Pick out every line in the data below that contains the string "plaid", and copy each one.

━━━ INPUT ROWS

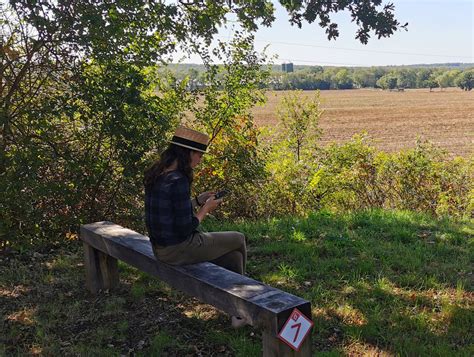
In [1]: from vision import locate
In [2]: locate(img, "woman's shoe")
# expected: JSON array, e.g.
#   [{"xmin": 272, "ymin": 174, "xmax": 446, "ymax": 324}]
[{"xmin": 231, "ymin": 316, "xmax": 247, "ymax": 328}]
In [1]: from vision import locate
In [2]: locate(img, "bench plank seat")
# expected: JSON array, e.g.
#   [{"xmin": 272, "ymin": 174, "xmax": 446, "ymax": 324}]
[{"xmin": 81, "ymin": 221, "xmax": 311, "ymax": 356}]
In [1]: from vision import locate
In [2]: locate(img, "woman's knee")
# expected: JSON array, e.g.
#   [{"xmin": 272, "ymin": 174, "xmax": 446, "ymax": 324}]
[{"xmin": 235, "ymin": 232, "xmax": 245, "ymax": 248}]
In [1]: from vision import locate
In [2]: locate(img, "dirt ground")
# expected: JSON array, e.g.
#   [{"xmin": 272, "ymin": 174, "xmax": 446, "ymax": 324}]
[{"xmin": 254, "ymin": 88, "xmax": 474, "ymax": 157}]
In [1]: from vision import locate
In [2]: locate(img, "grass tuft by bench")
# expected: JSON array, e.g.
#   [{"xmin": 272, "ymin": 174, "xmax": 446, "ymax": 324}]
[{"xmin": 81, "ymin": 221, "xmax": 311, "ymax": 356}]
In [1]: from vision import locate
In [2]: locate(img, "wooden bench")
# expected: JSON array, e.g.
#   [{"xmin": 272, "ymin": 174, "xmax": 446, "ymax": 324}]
[{"xmin": 80, "ymin": 221, "xmax": 311, "ymax": 356}]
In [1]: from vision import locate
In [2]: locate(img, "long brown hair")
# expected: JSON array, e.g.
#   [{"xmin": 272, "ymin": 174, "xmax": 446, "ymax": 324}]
[{"xmin": 143, "ymin": 144, "xmax": 193, "ymax": 187}]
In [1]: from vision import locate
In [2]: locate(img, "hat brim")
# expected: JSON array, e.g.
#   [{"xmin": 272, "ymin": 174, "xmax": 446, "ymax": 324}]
[{"xmin": 171, "ymin": 141, "xmax": 206, "ymax": 153}]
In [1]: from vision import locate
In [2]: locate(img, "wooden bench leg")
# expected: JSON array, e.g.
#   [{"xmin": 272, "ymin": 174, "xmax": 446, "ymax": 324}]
[{"xmin": 84, "ymin": 243, "xmax": 119, "ymax": 294}]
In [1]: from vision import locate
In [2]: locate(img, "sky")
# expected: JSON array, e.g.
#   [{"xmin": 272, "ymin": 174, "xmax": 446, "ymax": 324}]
[{"xmin": 180, "ymin": 0, "xmax": 474, "ymax": 66}]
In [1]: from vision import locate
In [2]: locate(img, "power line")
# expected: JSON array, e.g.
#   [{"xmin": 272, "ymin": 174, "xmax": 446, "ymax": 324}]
[{"xmin": 255, "ymin": 39, "xmax": 472, "ymax": 59}]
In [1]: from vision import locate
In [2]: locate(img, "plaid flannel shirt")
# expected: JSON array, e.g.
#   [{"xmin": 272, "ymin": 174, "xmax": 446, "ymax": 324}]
[{"xmin": 145, "ymin": 171, "xmax": 199, "ymax": 246}]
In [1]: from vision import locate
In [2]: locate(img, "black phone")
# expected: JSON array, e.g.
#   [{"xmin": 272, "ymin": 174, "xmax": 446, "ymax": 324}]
[{"xmin": 215, "ymin": 190, "xmax": 229, "ymax": 200}]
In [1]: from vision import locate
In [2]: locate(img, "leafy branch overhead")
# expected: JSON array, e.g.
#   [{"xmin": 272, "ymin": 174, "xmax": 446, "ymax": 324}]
[{"xmin": 10, "ymin": 0, "xmax": 407, "ymax": 64}]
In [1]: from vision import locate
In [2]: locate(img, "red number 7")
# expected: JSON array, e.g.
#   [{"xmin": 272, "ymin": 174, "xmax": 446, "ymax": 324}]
[{"xmin": 291, "ymin": 322, "xmax": 301, "ymax": 342}]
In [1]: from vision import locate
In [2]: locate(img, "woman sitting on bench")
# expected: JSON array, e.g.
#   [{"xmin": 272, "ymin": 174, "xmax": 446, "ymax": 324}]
[{"xmin": 144, "ymin": 127, "xmax": 247, "ymax": 327}]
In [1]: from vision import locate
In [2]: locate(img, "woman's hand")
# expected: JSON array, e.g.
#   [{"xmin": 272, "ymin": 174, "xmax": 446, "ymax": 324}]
[
  {"xmin": 196, "ymin": 195, "xmax": 222, "ymax": 222},
  {"xmin": 196, "ymin": 191, "xmax": 216, "ymax": 206}
]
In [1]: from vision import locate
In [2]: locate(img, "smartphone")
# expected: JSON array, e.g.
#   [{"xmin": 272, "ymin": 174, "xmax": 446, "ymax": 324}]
[{"xmin": 215, "ymin": 190, "xmax": 229, "ymax": 200}]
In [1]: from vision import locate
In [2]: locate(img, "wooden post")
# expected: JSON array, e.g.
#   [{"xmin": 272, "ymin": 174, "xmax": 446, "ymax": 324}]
[{"xmin": 84, "ymin": 243, "xmax": 119, "ymax": 294}]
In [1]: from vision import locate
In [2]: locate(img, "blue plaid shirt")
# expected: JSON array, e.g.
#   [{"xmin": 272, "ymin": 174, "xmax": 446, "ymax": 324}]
[{"xmin": 145, "ymin": 171, "xmax": 199, "ymax": 246}]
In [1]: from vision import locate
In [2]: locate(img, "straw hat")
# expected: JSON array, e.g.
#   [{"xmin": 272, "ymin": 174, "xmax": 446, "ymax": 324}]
[{"xmin": 171, "ymin": 126, "xmax": 209, "ymax": 152}]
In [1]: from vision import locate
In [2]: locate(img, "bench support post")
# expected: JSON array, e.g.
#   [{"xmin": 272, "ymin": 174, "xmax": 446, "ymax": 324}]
[{"xmin": 84, "ymin": 243, "xmax": 119, "ymax": 294}]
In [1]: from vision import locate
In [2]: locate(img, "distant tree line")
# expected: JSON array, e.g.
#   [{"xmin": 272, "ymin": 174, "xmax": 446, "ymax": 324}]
[
  {"xmin": 269, "ymin": 67, "xmax": 474, "ymax": 91},
  {"xmin": 172, "ymin": 65, "xmax": 474, "ymax": 91}
]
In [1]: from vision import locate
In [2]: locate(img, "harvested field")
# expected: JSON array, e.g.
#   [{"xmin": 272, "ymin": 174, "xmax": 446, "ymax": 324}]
[{"xmin": 254, "ymin": 88, "xmax": 474, "ymax": 157}]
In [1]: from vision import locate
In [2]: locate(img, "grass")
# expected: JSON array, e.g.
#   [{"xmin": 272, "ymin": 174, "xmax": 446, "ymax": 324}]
[{"xmin": 0, "ymin": 210, "xmax": 474, "ymax": 356}]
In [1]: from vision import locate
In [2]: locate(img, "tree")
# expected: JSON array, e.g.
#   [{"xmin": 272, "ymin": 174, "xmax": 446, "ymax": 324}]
[
  {"xmin": 456, "ymin": 69, "xmax": 474, "ymax": 91},
  {"xmin": 377, "ymin": 72, "xmax": 398, "ymax": 89},
  {"xmin": 278, "ymin": 91, "xmax": 322, "ymax": 161},
  {"xmin": 334, "ymin": 68, "xmax": 353, "ymax": 89}
]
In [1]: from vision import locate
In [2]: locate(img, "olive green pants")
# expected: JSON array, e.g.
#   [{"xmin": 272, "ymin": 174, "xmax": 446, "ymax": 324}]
[{"xmin": 153, "ymin": 232, "xmax": 247, "ymax": 274}]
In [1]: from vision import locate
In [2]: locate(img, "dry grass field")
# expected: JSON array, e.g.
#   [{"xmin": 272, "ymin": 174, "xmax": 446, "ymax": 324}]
[{"xmin": 254, "ymin": 88, "xmax": 474, "ymax": 157}]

━━━━━━

THE RESULT —
In [2]: locate(img, "plaid flannel shirt")
In [2]: locate(img, "blue plaid shirt")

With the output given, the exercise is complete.